**PROBLEM DETAILS**: Return the lines from the one containing "313, row 1." to the end of the material, both end lines included, exactly and with nothing else.
*** Block opens ***
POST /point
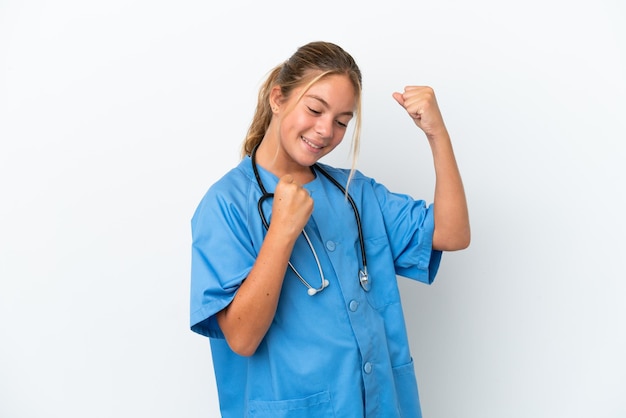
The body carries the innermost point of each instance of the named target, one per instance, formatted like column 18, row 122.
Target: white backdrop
column 115, row 117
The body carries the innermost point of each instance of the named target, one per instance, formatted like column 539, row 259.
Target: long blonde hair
column 306, row 66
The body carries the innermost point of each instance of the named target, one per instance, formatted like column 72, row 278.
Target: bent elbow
column 242, row 347
column 455, row 242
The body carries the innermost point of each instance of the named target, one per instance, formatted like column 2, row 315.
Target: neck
column 272, row 159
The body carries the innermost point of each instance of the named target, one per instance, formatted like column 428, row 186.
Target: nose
column 324, row 127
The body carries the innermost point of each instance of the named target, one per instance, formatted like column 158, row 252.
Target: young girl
column 294, row 262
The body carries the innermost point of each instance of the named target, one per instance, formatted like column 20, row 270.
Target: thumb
column 399, row 98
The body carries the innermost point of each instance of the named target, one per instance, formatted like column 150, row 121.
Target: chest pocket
column 314, row 406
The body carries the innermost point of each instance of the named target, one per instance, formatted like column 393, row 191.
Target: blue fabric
column 343, row 352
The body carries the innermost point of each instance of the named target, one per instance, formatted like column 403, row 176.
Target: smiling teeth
column 310, row 143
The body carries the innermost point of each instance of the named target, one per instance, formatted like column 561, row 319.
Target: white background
column 115, row 117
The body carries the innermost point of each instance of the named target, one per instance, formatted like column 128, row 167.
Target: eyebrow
column 325, row 103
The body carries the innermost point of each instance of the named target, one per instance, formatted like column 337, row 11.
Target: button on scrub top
column 343, row 352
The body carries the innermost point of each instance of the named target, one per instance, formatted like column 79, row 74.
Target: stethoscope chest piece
column 364, row 280
column 312, row 291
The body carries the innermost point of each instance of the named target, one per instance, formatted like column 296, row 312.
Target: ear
column 276, row 99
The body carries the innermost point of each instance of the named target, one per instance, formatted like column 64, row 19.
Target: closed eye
column 315, row 112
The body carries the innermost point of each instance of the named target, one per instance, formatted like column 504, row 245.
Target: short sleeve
column 410, row 226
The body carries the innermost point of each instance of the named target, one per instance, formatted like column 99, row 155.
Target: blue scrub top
column 341, row 353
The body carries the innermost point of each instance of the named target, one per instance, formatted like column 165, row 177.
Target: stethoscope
column 363, row 276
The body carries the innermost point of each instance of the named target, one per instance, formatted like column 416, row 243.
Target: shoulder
column 232, row 190
column 342, row 175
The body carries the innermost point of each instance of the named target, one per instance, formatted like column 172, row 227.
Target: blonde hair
column 309, row 64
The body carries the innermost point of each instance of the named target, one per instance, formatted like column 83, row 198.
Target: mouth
column 311, row 144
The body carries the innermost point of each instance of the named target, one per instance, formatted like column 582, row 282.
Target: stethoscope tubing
column 363, row 275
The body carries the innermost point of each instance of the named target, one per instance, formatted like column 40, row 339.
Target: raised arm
column 452, row 229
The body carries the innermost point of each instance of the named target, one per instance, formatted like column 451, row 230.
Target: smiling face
column 308, row 126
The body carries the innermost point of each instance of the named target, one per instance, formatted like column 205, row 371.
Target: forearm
column 247, row 318
column 452, row 229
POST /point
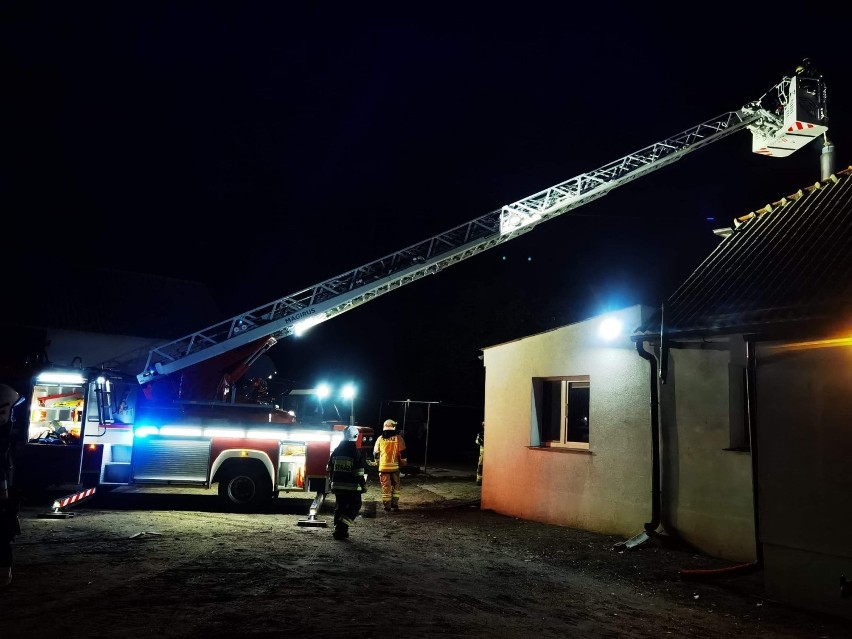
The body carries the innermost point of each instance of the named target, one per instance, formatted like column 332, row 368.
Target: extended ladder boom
column 774, row 134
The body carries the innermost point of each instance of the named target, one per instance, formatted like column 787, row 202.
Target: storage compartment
column 291, row 467
column 56, row 415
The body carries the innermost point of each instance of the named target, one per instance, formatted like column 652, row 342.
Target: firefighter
column 9, row 501
column 390, row 456
column 480, row 441
column 347, row 472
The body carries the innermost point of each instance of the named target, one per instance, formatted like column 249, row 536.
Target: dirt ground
column 170, row 563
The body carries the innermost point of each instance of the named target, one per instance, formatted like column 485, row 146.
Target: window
column 563, row 411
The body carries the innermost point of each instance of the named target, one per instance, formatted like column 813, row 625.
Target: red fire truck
column 101, row 428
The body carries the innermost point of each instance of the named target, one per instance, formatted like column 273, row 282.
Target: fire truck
column 99, row 427
column 183, row 418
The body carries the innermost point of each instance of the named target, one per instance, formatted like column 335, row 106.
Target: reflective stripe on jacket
column 389, row 451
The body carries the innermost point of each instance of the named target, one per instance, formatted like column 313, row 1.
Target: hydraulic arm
*** Block closes ***
**RESPONSE FOR THIS EXERCISE**:
The body carries the innermost point of each instance of the named target, one per instance, formatted like column 313, row 1.
Target: hydraulic arm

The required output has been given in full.